• **ABOUT THIS TASK**: What is needed is an exact transcription of every record below.

:::

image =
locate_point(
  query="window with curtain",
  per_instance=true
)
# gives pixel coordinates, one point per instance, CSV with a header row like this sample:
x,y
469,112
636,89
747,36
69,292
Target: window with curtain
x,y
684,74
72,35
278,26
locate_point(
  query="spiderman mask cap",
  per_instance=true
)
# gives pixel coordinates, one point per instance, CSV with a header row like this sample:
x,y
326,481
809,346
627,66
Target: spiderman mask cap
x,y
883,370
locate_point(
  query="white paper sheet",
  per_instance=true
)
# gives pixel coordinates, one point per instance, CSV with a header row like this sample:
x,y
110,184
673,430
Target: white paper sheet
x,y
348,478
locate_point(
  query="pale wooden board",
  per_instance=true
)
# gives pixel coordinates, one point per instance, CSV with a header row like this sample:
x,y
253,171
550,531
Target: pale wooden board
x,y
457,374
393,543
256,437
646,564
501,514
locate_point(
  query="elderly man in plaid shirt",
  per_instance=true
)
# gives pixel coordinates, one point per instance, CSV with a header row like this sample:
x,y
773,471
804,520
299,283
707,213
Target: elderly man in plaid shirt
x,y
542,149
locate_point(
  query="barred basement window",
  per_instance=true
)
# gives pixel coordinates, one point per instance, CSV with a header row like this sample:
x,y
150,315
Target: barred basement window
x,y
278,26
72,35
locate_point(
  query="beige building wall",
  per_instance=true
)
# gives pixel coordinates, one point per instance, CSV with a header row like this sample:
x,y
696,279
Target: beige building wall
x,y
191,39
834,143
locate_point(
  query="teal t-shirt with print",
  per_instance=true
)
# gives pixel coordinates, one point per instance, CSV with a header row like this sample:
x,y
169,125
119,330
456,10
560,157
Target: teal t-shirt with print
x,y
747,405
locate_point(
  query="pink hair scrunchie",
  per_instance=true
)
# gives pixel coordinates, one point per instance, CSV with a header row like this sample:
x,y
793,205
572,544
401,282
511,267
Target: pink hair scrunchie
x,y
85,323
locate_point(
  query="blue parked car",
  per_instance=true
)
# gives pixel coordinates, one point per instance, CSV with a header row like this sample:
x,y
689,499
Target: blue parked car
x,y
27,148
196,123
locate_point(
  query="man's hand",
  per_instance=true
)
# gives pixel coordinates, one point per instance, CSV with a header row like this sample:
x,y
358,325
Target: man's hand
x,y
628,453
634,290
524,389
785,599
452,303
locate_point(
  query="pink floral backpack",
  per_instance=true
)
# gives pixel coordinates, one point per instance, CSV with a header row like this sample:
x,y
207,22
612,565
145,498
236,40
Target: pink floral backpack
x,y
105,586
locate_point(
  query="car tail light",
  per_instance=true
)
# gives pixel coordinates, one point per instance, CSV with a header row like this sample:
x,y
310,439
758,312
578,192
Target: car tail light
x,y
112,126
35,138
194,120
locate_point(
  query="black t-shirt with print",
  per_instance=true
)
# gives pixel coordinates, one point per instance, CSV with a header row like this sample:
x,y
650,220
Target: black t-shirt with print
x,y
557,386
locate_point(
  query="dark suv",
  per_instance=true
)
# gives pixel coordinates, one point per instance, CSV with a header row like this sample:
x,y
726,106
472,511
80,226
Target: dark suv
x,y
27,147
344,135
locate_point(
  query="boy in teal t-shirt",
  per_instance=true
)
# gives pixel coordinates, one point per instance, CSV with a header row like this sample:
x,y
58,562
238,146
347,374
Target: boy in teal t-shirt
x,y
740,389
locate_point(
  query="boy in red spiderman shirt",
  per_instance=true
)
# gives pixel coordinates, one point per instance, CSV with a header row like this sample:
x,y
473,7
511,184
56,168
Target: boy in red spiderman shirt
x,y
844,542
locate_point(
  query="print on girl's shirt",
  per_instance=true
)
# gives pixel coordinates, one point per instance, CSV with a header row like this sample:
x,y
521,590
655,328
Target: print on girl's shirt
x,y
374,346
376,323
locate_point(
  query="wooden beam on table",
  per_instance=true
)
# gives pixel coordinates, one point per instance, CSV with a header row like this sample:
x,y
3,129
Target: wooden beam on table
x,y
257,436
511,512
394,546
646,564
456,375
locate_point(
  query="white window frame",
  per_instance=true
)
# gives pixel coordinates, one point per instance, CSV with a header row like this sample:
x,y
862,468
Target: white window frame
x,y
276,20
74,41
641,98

:::

• **ANSWER TO THIS PROBLEM**:
image =
locate_point(
  query="window with curtain",
  per_instance=true
)
# gives pixel coordinates, one point per instance, CSV with a header row like this sample:
x,y
469,112
636,89
747,36
69,292
Target: window with curtain
x,y
684,74
72,35
278,26
locate_point(
  query="spiderman mask cap",
  per_instance=true
)
# gives pixel coordinates, one point per instance, CSV with a header row like this sample:
x,y
326,481
809,346
627,66
Target: spiderman mask cap
x,y
883,370
locate_point(
  query="white paper sheet",
  per_instance=true
)
# gives pixel coordinates, one point per instance, CSV with a header row like this sample:
x,y
110,184
673,430
Target: white paper sheet
x,y
348,478
locate_point(
  query="pale wooden board",
  per_instance=true
)
# gives pixel coordinates, one point per instance, CSV with a header row like this sample:
x,y
253,171
550,531
Target: pale wooden board
x,y
457,374
393,543
256,437
646,564
501,514
locate_point(
  query="elderly man in plaid shirt",
  per_instance=true
)
# gives pixel coordinates, one point per instance, CSV with a header row like this sample:
x,y
773,471
804,520
299,283
707,213
Target: elderly man in plaid shirt
x,y
542,149
locate_point(
  query="barred basement window",
  per_instance=true
)
# gives pixel coordinates, one point per instance, CSV with a header row like this sample:
x,y
150,315
Target: barred basement window
x,y
278,26
72,35
locate_point(
  query="beige building wall",
  per_instance=true
)
# gives pixel coordinates, one point per instance, CSV with a header row like this sample:
x,y
696,279
Target: beige building wall
x,y
191,39
834,143
locate_point(
  query="teal t-shirt with print",
  per_instance=true
)
# gives pixel coordinates, one point per instance, CSV with a header row like this sample:
x,y
169,125
119,330
456,10
560,157
Target: teal t-shirt with print
x,y
747,405
locate_point(
  query="pink hair scrunchie",
  per_instance=true
)
# gives pixel coordinates, one point per instance, CSV with a header row like this sample:
x,y
793,205
572,544
401,282
511,267
Target: pink hair scrunchie
x,y
85,323
locate_point(
  query="blue parked car",
  per_instance=true
)
# gives pixel coordinates, one point per instance, CSV with a header row like this sample:
x,y
689,499
Target: blue parked car
x,y
27,148
196,123
locate_point(
  query="man's hand",
  per_instance=true
)
# gives pixel coordinates, one point per instance, CSV with a header row like this sample:
x,y
358,325
Target: man's hand
x,y
628,453
634,290
524,389
785,599
452,303
locate_point(
  query="pink floral backpack",
  per_instance=true
)
# gives pixel coordinates, one point per instance, CSV with a header row like this sample:
x,y
207,22
612,565
145,498
236,40
Target: pink floral backpack
x,y
105,586
locate_point(
  query="car tail light",
  per_instance=true
)
# gives pixel coordinates, one point per instance, CSV with a header row like this sample:
x,y
310,439
758,312
578,192
Target: car tail light
x,y
112,126
35,138
194,120
locate_point(
  query="black t-shirt with print",
  per_instance=true
)
# gives pixel coordinates, one point per instance, CSV with a header row like this sample:
x,y
650,220
Target: black t-shirt with print
x,y
557,386
locate_point(
  query="dark suv",
  per_instance=true
)
# gives pixel coordinates, one point per instance, CSV with a header row like this sample:
x,y
726,106
472,511
80,226
Target: dark suv
x,y
27,147
344,135
locate_point(
  query="boy in teal t-shirt",
  per_instance=true
)
# gives pixel coordinates, one point per instance, CSV with a header row like this sample:
x,y
58,562
238,146
347,374
Target: boy in teal t-shirt
x,y
740,389
locate_point(
  query="boy in red spiderman shirt",
  per_instance=true
)
# gives pixel coordinates, one point per instance, CSV with a header row like this sample:
x,y
473,7
511,184
56,168
Target: boy in red spiderman shirt
x,y
844,542
locate_point(
  query="print on girl's shirt",
  per_instance=true
)
# gives pixel coordinates, one point per instance, CSV with a header row like this sample:
x,y
521,590
655,328
Target: print on girl's shirt
x,y
374,346
376,323
locate_point(
  query="wooden beam on table",
  per_instance=true
)
# gives pixel coordinates, one point per instance, CSV with a header row like this sample:
x,y
3,129
Target: wooden beam on table
x,y
257,436
511,512
394,546
646,564
456,375
locate_point(
  query="white window frame",
  per_instance=true
)
# gives pixel coordinates, one point per instance, CSV with a header row like this sample:
x,y
862,468
Target: white window frame
x,y
276,20
74,41
641,98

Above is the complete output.